THE REQUEST - Revise the entries starting at the line containing "highlight sky" and ending at the line containing "[273,834,384,993]", replacing "wooden fence" with "picket fence" and leaving everything else unchanged. Reproduce only those lines.
+++
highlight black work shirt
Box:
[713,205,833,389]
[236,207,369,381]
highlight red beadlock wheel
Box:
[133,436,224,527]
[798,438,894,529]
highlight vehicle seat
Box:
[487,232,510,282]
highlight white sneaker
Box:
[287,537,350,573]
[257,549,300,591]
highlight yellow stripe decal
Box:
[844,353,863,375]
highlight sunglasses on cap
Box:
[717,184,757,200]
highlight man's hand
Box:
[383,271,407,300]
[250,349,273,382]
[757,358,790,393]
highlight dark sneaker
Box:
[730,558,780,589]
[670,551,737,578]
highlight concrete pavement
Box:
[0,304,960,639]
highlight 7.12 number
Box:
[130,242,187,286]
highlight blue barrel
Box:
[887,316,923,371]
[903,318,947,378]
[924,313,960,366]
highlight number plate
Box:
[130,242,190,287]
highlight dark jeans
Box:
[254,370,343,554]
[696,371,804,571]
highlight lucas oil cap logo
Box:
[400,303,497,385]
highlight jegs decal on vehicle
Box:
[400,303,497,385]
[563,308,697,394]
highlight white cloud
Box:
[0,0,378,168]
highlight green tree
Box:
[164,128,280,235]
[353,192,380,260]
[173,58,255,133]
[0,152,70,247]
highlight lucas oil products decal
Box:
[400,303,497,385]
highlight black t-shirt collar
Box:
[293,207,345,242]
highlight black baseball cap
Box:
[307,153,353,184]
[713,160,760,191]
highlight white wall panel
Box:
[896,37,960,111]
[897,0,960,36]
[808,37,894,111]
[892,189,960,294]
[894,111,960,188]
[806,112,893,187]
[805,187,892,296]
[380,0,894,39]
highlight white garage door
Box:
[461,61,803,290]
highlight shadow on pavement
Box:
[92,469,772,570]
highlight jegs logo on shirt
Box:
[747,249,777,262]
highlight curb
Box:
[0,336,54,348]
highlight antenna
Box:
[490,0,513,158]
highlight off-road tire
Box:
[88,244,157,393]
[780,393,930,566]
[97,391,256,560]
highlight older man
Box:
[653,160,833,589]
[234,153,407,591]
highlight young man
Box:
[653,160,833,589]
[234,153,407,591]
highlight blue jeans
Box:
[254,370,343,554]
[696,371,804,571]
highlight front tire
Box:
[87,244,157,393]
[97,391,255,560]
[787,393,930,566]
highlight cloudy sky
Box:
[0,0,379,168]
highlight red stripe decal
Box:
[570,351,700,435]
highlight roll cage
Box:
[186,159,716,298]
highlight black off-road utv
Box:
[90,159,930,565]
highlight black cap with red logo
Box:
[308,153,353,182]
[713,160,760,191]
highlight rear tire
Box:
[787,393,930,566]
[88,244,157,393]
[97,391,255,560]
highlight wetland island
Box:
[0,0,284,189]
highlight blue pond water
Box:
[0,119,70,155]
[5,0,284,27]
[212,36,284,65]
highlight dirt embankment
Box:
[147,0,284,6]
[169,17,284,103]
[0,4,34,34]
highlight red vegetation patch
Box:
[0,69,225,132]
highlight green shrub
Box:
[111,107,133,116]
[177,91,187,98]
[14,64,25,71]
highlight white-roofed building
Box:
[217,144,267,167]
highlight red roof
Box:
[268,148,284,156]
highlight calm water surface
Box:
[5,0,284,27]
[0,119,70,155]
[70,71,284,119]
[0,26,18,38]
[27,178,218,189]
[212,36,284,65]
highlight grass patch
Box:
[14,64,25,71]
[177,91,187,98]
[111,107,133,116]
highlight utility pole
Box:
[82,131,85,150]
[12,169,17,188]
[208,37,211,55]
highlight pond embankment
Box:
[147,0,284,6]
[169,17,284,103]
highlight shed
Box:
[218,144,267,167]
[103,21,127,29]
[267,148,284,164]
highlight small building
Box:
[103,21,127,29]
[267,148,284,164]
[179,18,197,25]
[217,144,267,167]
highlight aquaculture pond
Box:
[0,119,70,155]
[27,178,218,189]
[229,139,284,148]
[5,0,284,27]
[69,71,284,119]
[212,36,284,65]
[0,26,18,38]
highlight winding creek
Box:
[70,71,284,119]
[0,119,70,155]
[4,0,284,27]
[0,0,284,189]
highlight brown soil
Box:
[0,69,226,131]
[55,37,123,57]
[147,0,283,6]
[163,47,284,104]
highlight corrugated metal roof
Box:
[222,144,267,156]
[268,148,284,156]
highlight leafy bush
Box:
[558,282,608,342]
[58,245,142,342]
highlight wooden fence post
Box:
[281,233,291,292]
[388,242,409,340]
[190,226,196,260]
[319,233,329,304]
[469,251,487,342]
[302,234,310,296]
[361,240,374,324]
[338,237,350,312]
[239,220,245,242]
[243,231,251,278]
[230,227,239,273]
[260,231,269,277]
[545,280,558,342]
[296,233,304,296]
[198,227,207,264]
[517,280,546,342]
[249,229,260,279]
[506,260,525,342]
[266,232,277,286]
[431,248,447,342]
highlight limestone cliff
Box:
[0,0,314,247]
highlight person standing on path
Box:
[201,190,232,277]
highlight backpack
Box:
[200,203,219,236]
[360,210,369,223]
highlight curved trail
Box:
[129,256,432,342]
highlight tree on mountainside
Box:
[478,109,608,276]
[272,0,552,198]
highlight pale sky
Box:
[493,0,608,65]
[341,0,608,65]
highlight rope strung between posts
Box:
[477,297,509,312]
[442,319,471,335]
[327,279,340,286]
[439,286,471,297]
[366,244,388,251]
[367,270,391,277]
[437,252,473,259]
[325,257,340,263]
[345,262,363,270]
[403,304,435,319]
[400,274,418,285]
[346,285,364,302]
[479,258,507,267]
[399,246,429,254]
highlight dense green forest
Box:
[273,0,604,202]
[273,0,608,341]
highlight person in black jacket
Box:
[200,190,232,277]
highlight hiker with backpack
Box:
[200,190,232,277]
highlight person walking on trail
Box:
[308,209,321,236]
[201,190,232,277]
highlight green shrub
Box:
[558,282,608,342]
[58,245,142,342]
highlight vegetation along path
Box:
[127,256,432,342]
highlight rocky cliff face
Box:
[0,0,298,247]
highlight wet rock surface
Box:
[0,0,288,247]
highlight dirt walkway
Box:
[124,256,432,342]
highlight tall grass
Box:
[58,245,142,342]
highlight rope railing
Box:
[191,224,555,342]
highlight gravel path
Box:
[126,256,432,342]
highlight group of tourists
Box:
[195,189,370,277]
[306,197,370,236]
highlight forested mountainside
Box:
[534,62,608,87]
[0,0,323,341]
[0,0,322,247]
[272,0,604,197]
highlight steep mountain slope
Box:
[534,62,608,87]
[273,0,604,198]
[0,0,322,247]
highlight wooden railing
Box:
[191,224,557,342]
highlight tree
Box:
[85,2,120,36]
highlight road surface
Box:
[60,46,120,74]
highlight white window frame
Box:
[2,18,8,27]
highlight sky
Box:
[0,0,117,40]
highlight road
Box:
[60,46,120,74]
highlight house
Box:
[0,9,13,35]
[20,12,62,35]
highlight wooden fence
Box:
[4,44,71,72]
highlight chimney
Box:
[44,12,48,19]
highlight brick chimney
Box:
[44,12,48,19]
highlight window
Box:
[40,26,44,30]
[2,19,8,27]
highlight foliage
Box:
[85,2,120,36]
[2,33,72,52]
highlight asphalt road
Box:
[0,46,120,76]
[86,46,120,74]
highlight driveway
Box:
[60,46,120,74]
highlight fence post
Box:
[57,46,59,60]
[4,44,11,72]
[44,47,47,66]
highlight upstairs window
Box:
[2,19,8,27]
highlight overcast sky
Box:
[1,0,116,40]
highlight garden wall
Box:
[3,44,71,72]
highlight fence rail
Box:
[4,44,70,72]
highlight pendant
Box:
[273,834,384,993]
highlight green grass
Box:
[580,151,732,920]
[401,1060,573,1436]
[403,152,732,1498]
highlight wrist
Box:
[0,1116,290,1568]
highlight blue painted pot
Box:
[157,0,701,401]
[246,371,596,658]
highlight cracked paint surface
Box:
+++
RESULT -
highlight sky
Box:
[0,0,117,40]
highlight road
Box:
[60,46,120,74]
highlight house
Box:
[0,9,13,35]
[20,12,62,35]
highlight picket fence
Box:
[4,44,71,72]
highlight chimney
Box:
[44,12,48,19]
highlight brick chimney
Box:
[44,12,48,19]
highlight window
Box:
[40,26,44,30]
[2,19,8,27]
highlight foliage
Box:
[85,2,120,36]
[2,33,72,52]
highlight asphalt road
Box:
[0,46,120,76]
[86,46,120,74]
highlight driveway
Box:
[60,46,120,74]
highlight fence post
Box:
[57,46,59,60]
[4,44,11,72]
[44,47,47,66]
highlight upstairs window
Box:
[2,19,8,27]
highlight overcast sky
Box:
[1,0,116,40]
highlight garden wall
Box:
[3,44,71,72]
highlight fence rail
Box:
[4,44,70,72]
highlight pendant
Box:
[273,834,384,993]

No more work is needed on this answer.